Clancy's discography with the chorus includes 22 albums of popular, jazz, barbershop, and inspirational music. Also under his direction VM produced the DVD, A Vocal Majority Christmas, released in 2003. As guest conductor with the Mormon Tabernacle Choir, Clancy combined the Utah ensemble with VM in a joint album, Voices In Harmony, for CBS Masterworks. He has also performed on stage with many artists including Jimmy Dean, Bob Flanigan, The Four Freshmen, John Gary, Lee Greenwood, The Lettermen, Johnny Mann, The Oak Ridge Boys, and The Suntones.

In October, 2000, Clancy was honored by the Barbershop Harmony Society Southwestern District when a new trophy was unveiled and named in his honor as the Jim Clancy Chorus Champion Award.

Clancy served as the principal arranger and executive producer of the chorus' latest audio recordings, Freedom's Song, Love Songs By Request, VM X and The Vocal Majority With Strings – Volume II.

In November 2013, Greg Clancy, Jim Clancy's son, was named Musical Director of Vocal Majority. Greg joined Vocal Majority at the age of twelve, and literally grew up studying under the direction of his father.

Greg's accomplishments in the a cappella world are numerous. Greg currently holds the Barbershop Harmony Society's record for total number of gold medals won – 13 chorus gold medals (with VM) and one quartet gold (with Max Q). Greg sang tenor with Class of the 80's, Gatsby and Dealer's Choice and currently sings in Max Q, the 2007 BHS International Quartet Champion. Greg has coached several award-winning barbershop choruses, including Ambassadors of Harmony, Masters of Harmony, Toronto Northern Lights and Chicago's Northbrook Chorus.

#####

Written problem a
Set down the part of the Clancy passage between "Clancy served as" and "Strings – Volume II.", inclusive, word for word.

Entries
#####

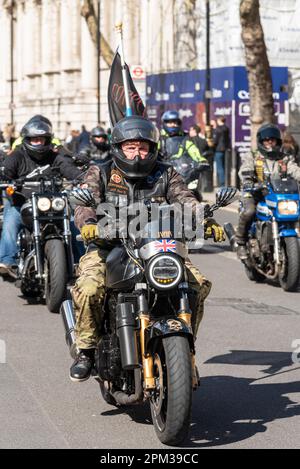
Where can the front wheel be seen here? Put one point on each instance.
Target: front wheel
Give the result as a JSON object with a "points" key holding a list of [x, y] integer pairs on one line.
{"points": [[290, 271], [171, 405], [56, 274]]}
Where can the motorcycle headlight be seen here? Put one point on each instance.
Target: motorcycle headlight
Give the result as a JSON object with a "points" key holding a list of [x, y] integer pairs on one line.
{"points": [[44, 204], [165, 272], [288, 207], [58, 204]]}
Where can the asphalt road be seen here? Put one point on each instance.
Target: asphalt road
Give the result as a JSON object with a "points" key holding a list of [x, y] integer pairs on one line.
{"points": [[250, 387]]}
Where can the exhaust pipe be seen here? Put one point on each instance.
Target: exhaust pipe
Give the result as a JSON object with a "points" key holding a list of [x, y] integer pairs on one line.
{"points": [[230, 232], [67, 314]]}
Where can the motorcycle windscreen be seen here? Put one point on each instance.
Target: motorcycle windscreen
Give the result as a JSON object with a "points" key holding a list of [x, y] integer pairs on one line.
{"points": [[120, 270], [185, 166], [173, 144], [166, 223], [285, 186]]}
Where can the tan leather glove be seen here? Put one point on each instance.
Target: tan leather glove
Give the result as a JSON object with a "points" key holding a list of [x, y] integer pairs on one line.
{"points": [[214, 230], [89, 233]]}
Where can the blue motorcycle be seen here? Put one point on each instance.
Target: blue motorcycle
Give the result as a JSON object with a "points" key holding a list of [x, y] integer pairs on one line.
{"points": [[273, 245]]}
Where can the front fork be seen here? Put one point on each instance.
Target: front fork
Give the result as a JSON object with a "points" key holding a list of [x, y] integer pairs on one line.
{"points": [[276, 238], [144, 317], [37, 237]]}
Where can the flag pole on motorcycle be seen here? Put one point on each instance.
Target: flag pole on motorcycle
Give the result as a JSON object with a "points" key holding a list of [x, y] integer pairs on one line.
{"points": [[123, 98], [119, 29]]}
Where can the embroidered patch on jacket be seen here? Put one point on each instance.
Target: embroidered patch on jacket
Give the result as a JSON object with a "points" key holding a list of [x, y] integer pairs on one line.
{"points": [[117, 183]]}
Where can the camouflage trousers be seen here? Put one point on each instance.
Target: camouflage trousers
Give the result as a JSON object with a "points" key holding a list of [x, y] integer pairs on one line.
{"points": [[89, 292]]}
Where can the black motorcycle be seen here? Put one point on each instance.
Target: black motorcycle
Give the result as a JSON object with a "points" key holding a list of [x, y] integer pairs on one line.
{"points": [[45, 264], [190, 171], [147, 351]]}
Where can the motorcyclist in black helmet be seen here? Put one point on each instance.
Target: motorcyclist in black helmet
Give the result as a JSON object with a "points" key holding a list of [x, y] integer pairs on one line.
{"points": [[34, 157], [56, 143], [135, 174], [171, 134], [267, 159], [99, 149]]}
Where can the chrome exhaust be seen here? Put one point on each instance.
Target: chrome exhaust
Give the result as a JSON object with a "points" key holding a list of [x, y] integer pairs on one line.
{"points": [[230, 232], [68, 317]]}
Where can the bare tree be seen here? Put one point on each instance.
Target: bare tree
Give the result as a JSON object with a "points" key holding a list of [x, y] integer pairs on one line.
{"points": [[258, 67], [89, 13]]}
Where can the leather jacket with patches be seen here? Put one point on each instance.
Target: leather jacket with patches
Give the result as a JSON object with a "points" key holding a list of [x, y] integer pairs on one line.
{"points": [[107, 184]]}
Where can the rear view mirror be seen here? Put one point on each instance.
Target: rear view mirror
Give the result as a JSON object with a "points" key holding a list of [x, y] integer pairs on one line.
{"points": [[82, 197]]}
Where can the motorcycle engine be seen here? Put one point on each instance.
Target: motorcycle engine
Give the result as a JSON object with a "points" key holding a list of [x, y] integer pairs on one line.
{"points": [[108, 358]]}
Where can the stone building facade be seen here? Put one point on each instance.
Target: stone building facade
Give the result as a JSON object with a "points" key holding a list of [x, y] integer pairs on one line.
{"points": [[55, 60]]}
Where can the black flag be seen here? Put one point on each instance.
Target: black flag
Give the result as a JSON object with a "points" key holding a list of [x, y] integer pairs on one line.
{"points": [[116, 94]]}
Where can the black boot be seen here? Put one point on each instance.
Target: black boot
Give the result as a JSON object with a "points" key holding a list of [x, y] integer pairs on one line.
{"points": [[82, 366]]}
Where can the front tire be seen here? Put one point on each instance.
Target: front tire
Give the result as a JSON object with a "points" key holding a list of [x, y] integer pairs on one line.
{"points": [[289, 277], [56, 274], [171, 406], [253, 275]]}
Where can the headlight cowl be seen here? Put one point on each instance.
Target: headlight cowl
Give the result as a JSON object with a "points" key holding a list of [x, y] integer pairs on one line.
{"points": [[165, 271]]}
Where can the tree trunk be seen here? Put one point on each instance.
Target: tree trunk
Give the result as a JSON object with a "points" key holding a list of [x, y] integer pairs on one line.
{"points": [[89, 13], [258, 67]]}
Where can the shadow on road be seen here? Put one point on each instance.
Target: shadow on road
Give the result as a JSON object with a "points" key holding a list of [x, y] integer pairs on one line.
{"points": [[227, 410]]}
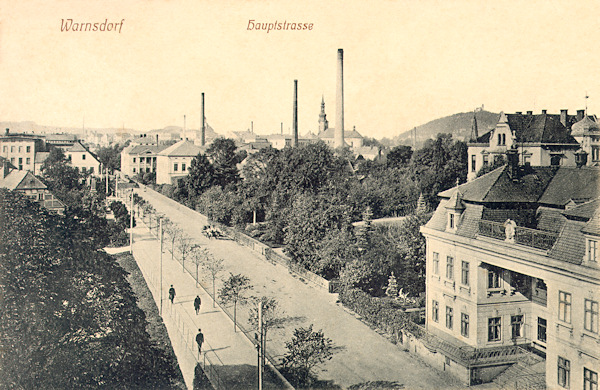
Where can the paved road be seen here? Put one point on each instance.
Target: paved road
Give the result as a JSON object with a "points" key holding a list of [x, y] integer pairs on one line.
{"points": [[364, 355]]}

#####

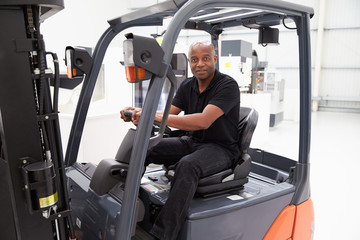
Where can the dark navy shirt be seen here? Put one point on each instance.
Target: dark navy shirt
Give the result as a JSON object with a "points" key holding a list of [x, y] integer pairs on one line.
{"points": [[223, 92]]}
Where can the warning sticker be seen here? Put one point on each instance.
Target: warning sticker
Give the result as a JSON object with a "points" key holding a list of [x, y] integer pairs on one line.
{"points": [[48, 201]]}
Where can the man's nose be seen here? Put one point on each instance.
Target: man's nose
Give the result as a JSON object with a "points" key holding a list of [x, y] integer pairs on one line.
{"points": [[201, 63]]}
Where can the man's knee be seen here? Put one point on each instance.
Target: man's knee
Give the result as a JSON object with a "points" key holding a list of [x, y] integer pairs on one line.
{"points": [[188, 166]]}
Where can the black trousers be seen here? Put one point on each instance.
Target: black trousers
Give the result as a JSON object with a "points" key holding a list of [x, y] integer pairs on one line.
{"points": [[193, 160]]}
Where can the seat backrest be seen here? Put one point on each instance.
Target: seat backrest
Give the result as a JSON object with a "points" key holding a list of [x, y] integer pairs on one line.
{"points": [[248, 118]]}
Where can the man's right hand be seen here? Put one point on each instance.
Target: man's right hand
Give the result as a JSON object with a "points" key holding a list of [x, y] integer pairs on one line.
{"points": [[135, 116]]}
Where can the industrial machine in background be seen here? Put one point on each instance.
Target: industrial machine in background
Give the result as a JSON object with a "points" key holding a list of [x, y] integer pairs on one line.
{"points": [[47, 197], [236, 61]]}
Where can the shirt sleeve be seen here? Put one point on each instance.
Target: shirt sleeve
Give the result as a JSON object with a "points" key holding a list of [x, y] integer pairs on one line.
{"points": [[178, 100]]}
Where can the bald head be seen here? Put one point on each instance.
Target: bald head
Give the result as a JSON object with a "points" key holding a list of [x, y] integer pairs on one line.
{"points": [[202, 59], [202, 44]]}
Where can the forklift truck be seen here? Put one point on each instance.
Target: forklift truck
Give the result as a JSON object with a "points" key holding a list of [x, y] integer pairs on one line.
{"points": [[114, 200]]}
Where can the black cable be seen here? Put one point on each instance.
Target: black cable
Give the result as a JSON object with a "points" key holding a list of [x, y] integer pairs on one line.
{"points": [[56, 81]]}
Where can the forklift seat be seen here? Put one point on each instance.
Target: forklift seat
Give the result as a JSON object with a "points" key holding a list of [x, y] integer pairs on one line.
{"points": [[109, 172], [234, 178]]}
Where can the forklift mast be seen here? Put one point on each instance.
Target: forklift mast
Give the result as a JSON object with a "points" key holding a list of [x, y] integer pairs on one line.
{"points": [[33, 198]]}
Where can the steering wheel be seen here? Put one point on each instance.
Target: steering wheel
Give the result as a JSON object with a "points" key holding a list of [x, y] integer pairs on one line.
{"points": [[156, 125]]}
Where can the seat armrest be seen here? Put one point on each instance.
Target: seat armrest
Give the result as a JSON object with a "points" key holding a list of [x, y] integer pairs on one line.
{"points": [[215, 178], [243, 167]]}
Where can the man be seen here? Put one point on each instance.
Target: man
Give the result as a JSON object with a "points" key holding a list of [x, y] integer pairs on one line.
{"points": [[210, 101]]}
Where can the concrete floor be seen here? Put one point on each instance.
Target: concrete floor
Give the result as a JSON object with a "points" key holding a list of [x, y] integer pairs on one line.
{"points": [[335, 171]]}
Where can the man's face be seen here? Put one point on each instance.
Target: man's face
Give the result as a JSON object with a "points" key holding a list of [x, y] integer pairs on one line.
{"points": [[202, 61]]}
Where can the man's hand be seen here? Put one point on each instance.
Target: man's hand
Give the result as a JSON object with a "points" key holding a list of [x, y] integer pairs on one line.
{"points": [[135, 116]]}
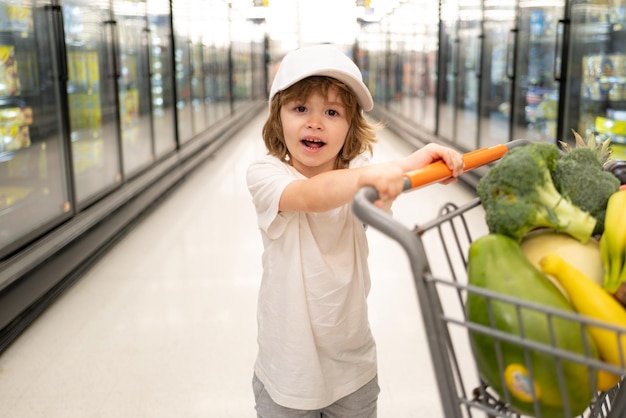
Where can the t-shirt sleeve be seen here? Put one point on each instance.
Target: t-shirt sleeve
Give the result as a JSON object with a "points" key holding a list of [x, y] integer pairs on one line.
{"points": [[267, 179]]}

#####

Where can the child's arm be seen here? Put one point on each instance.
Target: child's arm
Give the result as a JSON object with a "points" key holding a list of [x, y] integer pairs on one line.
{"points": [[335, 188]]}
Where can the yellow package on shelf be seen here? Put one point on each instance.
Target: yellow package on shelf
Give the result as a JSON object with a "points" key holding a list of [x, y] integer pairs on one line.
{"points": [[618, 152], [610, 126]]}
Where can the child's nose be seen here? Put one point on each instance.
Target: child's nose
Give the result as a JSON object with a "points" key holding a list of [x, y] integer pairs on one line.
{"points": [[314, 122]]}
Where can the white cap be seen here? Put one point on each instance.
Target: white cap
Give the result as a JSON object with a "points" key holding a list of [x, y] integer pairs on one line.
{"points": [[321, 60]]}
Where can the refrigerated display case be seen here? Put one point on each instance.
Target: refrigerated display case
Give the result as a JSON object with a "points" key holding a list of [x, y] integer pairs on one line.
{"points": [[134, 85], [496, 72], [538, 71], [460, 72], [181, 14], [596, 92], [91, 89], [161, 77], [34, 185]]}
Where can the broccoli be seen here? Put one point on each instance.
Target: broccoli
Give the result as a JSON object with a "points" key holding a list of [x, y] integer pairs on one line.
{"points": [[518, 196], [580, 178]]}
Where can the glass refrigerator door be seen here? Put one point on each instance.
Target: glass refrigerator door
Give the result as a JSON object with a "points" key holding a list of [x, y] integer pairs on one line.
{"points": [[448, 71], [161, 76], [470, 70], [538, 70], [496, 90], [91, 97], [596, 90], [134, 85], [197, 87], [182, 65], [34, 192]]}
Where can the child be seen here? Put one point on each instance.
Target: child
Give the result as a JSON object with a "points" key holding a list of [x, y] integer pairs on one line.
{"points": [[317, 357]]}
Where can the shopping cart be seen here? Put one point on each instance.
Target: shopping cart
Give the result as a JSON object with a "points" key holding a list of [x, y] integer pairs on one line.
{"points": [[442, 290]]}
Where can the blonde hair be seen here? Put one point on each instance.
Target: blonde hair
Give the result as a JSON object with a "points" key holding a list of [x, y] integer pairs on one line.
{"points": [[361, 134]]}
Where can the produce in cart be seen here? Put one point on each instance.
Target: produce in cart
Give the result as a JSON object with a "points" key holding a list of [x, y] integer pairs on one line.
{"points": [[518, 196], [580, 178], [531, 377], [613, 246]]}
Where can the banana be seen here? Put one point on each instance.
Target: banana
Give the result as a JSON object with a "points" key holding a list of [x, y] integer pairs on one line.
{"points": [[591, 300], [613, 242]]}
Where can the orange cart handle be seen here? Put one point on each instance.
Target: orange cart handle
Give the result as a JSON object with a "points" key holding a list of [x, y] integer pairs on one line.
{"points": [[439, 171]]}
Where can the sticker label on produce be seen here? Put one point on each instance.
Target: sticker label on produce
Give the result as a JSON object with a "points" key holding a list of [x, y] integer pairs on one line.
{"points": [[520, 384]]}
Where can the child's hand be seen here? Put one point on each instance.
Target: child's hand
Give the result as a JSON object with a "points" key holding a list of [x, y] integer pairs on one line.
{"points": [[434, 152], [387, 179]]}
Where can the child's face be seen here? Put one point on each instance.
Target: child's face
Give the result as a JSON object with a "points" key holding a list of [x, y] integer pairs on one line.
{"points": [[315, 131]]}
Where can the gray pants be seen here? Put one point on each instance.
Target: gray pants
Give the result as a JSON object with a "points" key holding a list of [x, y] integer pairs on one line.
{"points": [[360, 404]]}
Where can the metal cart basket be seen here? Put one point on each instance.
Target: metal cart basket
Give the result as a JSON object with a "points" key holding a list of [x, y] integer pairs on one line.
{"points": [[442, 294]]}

#####

Written problem b
Return every line of the records that contains the string "mast".

Output a
Clancy served as the principal arranger and executive producer of the chorus' latest audio recordings, Freedom's Song, Love Songs By Request, VM X and The Vocal Majority With Strings – Volume II.

Output b
Where can the forklift mast be seen here? Put one point on each instance.
Target: forklift mast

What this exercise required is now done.